Material for this task ->

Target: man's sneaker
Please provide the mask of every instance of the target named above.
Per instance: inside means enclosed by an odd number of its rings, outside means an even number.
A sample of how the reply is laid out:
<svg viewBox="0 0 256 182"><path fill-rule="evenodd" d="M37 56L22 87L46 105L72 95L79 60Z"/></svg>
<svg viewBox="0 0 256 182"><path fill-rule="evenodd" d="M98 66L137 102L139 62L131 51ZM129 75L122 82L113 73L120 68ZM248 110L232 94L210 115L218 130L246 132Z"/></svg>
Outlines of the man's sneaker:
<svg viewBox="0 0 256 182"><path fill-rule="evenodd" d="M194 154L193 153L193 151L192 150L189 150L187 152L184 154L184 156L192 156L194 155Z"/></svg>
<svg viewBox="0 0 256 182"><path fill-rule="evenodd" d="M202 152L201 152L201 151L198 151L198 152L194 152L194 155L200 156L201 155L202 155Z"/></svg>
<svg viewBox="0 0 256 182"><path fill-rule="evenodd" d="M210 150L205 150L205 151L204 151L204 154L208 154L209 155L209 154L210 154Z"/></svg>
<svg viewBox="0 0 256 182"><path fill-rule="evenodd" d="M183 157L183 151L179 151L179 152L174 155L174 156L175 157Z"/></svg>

---

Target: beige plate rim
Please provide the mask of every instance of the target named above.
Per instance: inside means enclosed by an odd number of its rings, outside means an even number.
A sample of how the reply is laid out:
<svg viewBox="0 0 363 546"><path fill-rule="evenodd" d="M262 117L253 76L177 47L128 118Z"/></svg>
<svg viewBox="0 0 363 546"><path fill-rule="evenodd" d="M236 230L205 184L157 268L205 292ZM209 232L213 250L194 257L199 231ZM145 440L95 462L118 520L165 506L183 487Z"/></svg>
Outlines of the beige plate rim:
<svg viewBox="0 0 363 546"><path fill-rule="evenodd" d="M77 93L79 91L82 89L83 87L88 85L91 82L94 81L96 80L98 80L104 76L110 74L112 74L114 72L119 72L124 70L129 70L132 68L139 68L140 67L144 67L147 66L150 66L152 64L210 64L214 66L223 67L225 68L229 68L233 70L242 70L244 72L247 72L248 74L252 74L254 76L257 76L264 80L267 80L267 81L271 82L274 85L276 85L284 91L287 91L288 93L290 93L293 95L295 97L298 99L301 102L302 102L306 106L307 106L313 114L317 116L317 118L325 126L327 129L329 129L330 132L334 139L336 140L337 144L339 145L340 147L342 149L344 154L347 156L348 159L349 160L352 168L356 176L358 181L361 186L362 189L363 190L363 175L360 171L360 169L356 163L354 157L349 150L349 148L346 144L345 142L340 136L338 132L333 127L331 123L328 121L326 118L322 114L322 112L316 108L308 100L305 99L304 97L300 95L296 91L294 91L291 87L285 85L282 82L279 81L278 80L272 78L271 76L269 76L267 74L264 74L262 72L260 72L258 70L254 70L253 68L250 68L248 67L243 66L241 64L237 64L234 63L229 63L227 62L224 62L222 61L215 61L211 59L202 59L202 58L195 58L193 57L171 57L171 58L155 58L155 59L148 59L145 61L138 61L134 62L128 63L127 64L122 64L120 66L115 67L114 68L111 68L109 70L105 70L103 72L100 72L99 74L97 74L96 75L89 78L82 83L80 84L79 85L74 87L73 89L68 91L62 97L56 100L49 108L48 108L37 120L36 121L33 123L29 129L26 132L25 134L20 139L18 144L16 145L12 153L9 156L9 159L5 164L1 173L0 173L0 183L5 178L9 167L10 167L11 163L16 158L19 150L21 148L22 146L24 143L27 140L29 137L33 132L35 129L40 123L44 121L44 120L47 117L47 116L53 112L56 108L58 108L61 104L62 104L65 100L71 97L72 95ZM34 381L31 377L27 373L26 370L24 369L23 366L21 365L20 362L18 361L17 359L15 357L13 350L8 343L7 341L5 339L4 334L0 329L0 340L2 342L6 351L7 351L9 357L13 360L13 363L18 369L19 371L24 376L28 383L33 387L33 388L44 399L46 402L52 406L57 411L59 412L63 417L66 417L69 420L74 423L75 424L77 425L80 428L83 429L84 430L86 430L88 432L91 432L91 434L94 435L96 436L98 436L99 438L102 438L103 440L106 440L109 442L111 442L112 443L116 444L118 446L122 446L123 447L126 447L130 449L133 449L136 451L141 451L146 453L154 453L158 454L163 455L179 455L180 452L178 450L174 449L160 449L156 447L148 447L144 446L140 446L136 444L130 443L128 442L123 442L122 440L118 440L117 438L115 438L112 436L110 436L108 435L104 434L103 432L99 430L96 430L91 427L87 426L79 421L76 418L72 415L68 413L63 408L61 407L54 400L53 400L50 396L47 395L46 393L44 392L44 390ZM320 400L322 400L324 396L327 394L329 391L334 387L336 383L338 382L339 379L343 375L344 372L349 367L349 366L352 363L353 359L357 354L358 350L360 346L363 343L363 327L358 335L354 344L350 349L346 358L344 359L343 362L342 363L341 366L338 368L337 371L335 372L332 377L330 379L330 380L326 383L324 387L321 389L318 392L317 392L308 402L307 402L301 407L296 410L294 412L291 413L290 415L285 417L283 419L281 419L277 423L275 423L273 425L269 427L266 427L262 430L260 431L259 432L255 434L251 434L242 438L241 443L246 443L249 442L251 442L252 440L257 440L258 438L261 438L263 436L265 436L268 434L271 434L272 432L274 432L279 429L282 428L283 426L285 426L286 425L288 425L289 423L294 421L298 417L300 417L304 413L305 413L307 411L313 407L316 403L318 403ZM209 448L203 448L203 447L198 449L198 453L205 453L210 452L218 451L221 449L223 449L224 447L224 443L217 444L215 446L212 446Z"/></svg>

Job -> Copy the material from the line with "Target: beige plate rim" up to and including the line with "Outlines of the beige", replacing "plate rim" with "dish edge" and changing nothing else.

Right answer ->
Target: beige dish edge
Please provide the mask of every instance of the target named above.
Per instance: inside means enclosed by an odd number of its rings, outside means an even number.
A sample of how the reply is laid out:
<svg viewBox="0 0 363 546"><path fill-rule="evenodd" d="M262 117L253 76L177 47L128 118Z"/></svg>
<svg viewBox="0 0 363 546"><path fill-rule="evenodd" d="M236 230L205 184L157 268L205 292ZM209 232L213 250L194 257L199 231ZM145 440L95 462L118 520L165 506L183 487Z"/></svg>
Outlines of the beige dish edge:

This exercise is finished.